> [EXERCISE PASSAGE]:

————

Industry demand. Companies like Google, Facebook, Amazon, and Netflix had been hiring people who could analyze massive datasets for years, but they hadn't agreed on what to call them. "Data scientist" became the umbrella term, and job postings with that title grew exponentially through the 2010s.

Where We Are Now

Today, data science is a broad, interdisciplinary field that spans almost every industry. Healthcare organizations use it to predict patient outcomes. Governments use it to allocate resources. Newsrooms use it to investigate stories. Sports teams use it to evaluate players. Non-profits use it to measure the impact of their programs.

The tools have gotten more powerful and more accessible. Python has become the dominant language in data science education. Jupyter notebooks have become the standard environment for exploratory analysis. Cloud computing means you can rent supercomputer-level processing power by the hour.

But the fundamental challenge hasn't changed: you have data, you have a question, and you need a systematic way to get from one to the other. That's the challenge this book prepares you to meet.

————

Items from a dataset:
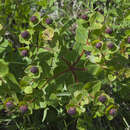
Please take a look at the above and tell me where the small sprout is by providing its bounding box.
[30,66,38,74]
[6,101,14,109]
[98,95,107,103]
[107,43,114,49]
[21,50,28,56]
[21,31,30,39]
[96,42,102,49]
[67,107,76,116]
[30,16,38,23]
[46,18,53,24]
[109,108,117,116]
[105,27,112,34]
[128,37,130,43]
[19,105,28,114]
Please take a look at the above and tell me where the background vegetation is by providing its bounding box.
[0,0,130,130]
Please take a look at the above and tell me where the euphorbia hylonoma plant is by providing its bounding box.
[0,0,130,130]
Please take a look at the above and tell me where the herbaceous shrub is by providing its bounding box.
[0,0,130,130]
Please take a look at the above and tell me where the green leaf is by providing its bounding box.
[92,81,101,95]
[87,64,102,75]
[6,73,19,85]
[42,108,49,122]
[76,26,88,44]
[0,59,9,76]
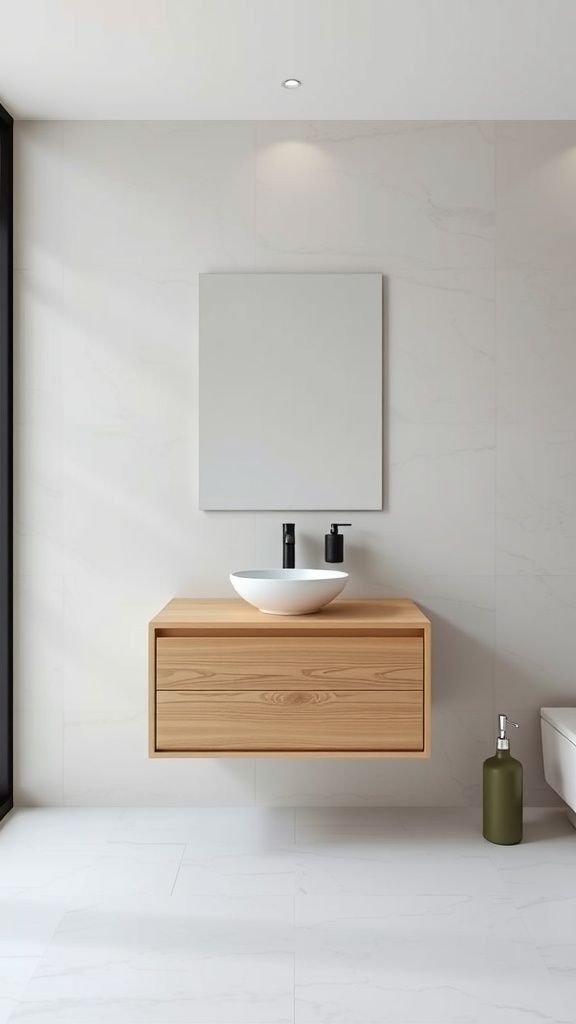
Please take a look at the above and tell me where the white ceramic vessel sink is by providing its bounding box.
[230,569,348,615]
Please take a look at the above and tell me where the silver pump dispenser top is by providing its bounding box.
[496,715,518,751]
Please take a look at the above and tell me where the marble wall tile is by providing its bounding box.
[382,420,495,575]
[496,423,576,575]
[58,121,254,279]
[14,121,65,276]
[496,268,576,428]
[496,121,576,272]
[495,575,576,712]
[256,121,494,273]
[0,956,39,1024]
[384,268,496,424]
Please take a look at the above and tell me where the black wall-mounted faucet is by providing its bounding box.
[282,522,296,569]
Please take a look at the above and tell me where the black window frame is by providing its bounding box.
[0,104,13,819]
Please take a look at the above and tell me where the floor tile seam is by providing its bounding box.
[170,845,186,897]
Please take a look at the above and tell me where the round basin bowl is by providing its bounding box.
[230,569,348,615]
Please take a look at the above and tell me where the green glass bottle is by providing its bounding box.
[482,715,523,846]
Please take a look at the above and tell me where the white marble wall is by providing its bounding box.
[15,122,576,805]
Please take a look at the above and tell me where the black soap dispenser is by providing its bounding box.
[324,522,352,562]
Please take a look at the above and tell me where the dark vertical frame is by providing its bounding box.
[0,105,13,818]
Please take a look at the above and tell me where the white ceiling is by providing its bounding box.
[0,0,576,120]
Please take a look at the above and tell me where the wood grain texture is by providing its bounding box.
[157,690,423,754]
[156,636,423,690]
[149,598,430,758]
[152,597,428,636]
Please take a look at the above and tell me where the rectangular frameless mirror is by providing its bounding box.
[200,273,382,511]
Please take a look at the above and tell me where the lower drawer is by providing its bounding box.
[156,690,423,752]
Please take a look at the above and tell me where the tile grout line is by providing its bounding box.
[170,843,187,896]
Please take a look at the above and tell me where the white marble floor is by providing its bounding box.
[0,807,576,1024]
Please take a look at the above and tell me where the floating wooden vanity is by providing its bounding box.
[150,598,430,758]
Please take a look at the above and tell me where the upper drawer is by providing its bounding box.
[156,636,423,690]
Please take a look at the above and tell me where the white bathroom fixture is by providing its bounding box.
[540,708,576,828]
[230,569,348,615]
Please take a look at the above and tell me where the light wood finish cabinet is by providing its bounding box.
[150,598,430,758]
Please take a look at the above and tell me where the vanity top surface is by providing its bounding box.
[151,597,429,633]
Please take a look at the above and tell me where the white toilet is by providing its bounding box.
[540,708,576,828]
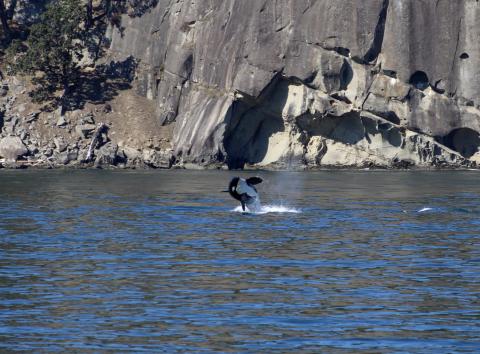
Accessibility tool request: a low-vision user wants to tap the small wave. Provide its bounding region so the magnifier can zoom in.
[232,205,301,215]
[417,208,433,213]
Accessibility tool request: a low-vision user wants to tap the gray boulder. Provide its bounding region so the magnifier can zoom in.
[95,142,118,166]
[0,136,28,162]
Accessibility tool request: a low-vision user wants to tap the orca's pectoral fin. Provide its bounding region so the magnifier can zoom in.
[240,194,248,211]
[247,177,263,186]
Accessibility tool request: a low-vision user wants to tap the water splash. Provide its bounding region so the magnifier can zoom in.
[232,205,302,215]
[417,207,433,213]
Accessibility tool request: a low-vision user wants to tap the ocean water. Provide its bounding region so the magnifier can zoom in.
[0,170,480,353]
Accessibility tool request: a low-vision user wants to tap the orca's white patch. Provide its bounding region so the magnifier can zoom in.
[237,178,258,198]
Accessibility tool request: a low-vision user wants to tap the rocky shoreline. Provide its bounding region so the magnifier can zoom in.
[0,0,480,170]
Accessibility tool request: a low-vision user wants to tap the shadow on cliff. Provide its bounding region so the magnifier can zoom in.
[223,76,288,169]
[437,128,480,159]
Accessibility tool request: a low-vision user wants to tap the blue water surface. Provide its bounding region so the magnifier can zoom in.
[0,170,480,353]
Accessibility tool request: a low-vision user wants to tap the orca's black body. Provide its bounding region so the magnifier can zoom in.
[228,177,263,211]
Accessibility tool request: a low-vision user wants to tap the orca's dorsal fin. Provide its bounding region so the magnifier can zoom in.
[247,177,263,186]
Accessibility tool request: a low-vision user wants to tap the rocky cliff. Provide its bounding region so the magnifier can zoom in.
[0,0,480,169]
[109,0,480,168]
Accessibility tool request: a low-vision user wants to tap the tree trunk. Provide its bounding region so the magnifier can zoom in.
[85,0,93,29]
[0,0,10,39]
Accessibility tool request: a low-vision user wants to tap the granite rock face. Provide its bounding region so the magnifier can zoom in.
[110,0,480,168]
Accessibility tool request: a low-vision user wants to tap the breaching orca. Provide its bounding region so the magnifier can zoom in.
[225,177,263,211]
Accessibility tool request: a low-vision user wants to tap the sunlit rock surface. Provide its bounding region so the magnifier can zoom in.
[110,0,480,168]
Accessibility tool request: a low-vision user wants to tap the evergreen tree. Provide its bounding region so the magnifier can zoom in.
[10,0,85,101]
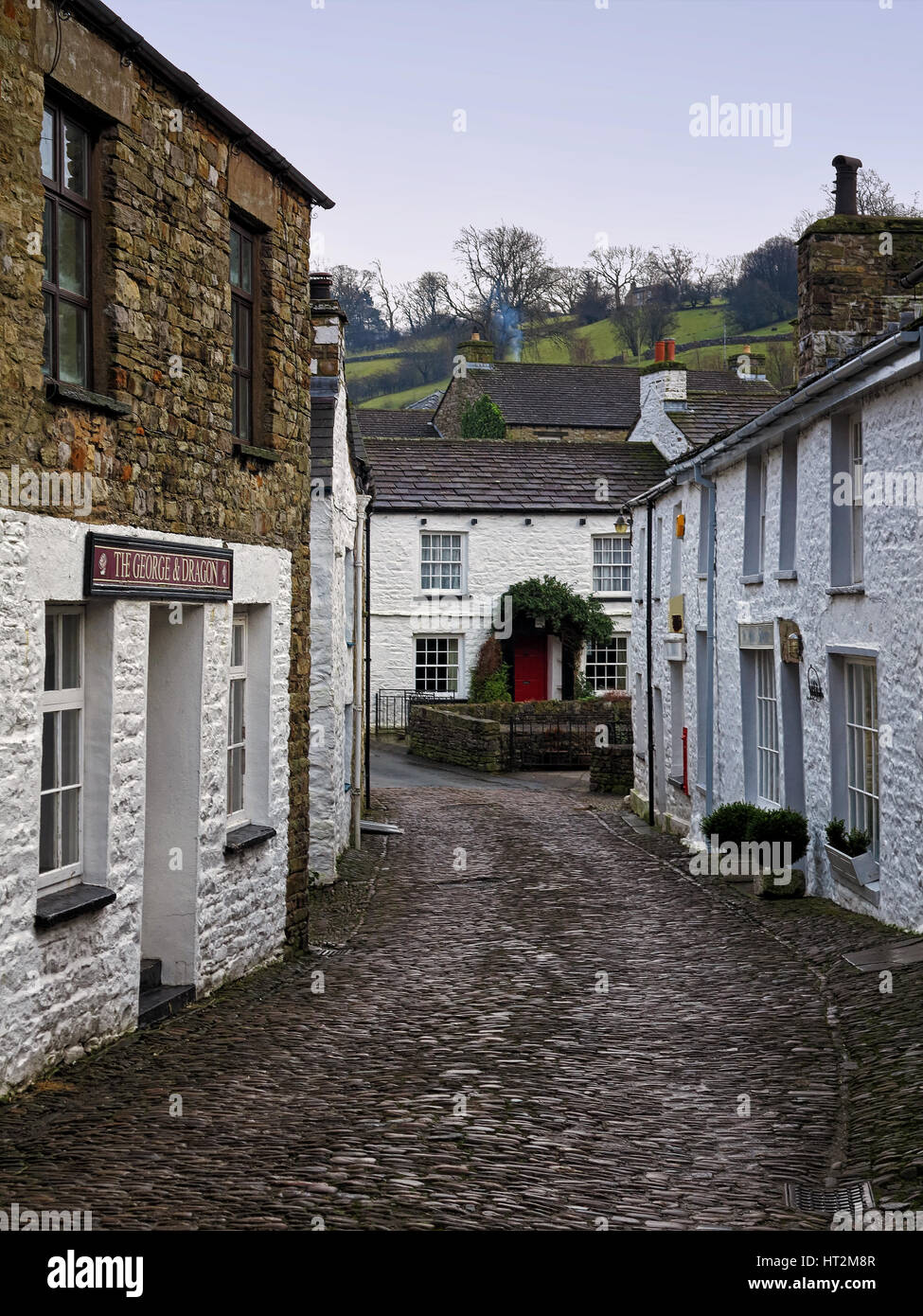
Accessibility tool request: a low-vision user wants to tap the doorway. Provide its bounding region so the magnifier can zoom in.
[141,604,203,1022]
[512,635,548,704]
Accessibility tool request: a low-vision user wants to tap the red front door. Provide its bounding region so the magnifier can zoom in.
[512,635,548,704]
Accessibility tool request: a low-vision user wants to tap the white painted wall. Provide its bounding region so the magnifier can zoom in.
[370,510,630,696]
[308,376,368,885]
[632,363,923,931]
[0,508,291,1091]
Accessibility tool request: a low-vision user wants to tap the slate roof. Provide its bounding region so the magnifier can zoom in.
[669,383,781,446]
[435,361,641,429]
[355,438,667,512]
[357,407,435,438]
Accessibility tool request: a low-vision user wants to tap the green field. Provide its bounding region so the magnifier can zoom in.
[346,303,791,409]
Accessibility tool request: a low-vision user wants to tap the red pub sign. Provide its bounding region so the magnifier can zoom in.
[83,532,235,603]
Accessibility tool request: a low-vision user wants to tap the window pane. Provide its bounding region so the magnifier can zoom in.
[228,749,245,813]
[228,681,245,745]
[60,789,80,868]
[43,293,54,375]
[61,612,81,689]
[38,795,61,873]
[41,105,55,178]
[44,616,58,689]
[230,621,246,667]
[43,713,58,791]
[63,119,88,196]
[43,196,54,283]
[232,375,250,442]
[58,301,87,384]
[58,205,87,297]
[230,300,250,370]
[230,229,241,288]
[60,708,80,786]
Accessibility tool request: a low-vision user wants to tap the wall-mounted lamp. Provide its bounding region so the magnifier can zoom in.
[808,664,825,700]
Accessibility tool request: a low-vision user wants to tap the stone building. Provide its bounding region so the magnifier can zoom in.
[308,274,371,883]
[630,156,923,931]
[0,0,331,1089]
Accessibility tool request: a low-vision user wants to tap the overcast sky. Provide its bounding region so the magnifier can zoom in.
[109,0,923,280]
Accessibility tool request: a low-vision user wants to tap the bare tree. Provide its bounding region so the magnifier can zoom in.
[445,223,556,358]
[650,245,701,301]
[590,242,649,308]
[789,168,923,239]
[399,270,454,334]
[370,260,400,338]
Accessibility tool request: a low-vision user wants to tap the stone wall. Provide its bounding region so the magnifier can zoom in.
[590,745,634,795]
[407,704,506,773]
[0,4,318,946]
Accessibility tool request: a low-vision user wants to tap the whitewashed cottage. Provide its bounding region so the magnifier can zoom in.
[630,156,923,931]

————

> [WHAT YOU WILL DO]:
a - Which kinds of organizations does the data science passage say use data science today? List each one.
b - Do these statements agree with the data science passage? Answer yes or no for each, and quote the words that decide it.
(i) Python is the leading language in data science education.
(ii) As the tools improved, the basic challenge of data science changed.
(iii) Companies such as Google and Netflix had long agreed on a name for people who analyze massive datasets.

> [ANSWER LIST]:
a -
- Healthcare organizations
- Governments
- Newsrooms
- Sports teams
- Non-profits

b -
(i) Yes: "Python has become the dominant language in data science education."
(ii) No: "But the fundamental challenge hasn't changed"
(iii) No: "but they hadn't agreed on what to call them."